═══ Document section

Raina and I have been doing some traveling. Earlier this week our ship docked in St. Kitts. We could have stayed onboard and enjoyed the quiet of the port day once most other passengers had gone ashore. We could have found a beach, soaked up the sun, and eased ourselves out of a Northeast winter that has already gone on too long for my taste.

But Raina had a different idea.
And, as is so often the case, it was a good one.

We took a small ferry to the island of Nevis. No map. Just a plan and a willingness to wander. We got lost more than once. Eventually, thanks to the kindness of local students, we arrived at a small Jewish cemetery in Charlestown dating back to the late seventeenth century.

It is a quiet place. Fewer than two dozen visible gravestones remain, some inscribed in Hebrew, English, and Portuguese. They are reminders of a Sephardic Jewish community that once thrived there. Scholars believe many more Jews are buried there in unmarked graves. The synagogue they built is long gone. The community dispersed centuries ago. All that remains is the cemetery.

Names carved in stone. Lives lived far from where their ancestors began. A Jewish story carried across oceans.

Later, as a local resident finished giving us directions to the birthplace of Alexander Hamilton, he added simply, “Don’t miss our Jewish cemetery.”

Our Jewish cemetery.

For him, and for the people of Nevis, there is something meaningful about caring for the memory of a Jewish community that no longer lives there. Honoring that past says something about who they are today. And it was reflected in the kindness of each person we asked to help us with directions.

══════

Copy the whole travel piece about the Jewish cemetery on Nevis word for word. The listing that comes next is separate material and has nothing to do with the text above.

═══ Dataset extract

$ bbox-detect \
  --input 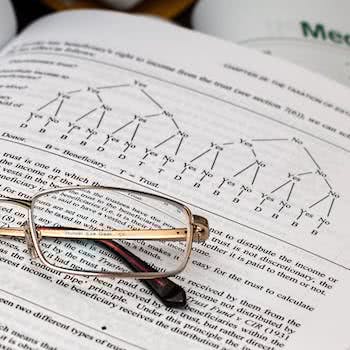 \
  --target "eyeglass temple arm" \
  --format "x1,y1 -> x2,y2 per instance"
0,227 -> 186,308
96,239 -> 186,308
0,215 -> 209,242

══════

Completed exercise:
Raina and I have been doing some traveling. Earlier this week our ship docked in St. Kitts. We could have stayed onboard and enjoyed the quiet of the port day once most other passengers had gone ashore. We could have found a beach, soaked up the sun, and eased ourselves out of a Northeast winter that has already gone on too long for my taste.

But Raina had a different idea.
And, as is so often the case, it was a good one.

We took a small ferry to the island of Nevis. No map. Just a plan and a willingness to wander. We got lost more than once. Eventually, thanks to the kindness of local students, we arrived at a small Jewish cemetery in Charlestown dating back to the late seventeenth century.

It is a quiet place. Fewer than two dozen visible gravestones remain, some inscribed in Hebrew, English, and Portuguese. They are reminders of a Sephardic Jewish community that once thrived there. Scholars believe many more Jews are buried there in unmarked graves. The synagogue they built is long gone. The community dispersed centuries ago. All that remains is the cemetery.

Names carved in stone. Lives lived far from where their ancestors began. A Jewish story carried across oceans.

Later, as a local resident finished giving us directions to the birthplace of Alexander Hamilton, he added simply, “Don’t miss our Jewish cemetery.”

Our Jewish cemetery.

For him, and for the people of Nevis, there is something meaningful about caring for the memory of a Jewish community that no longer lives there. Honoring that past says something about who they are today. And it was reflected in the kindness of each person we asked to help us with directions.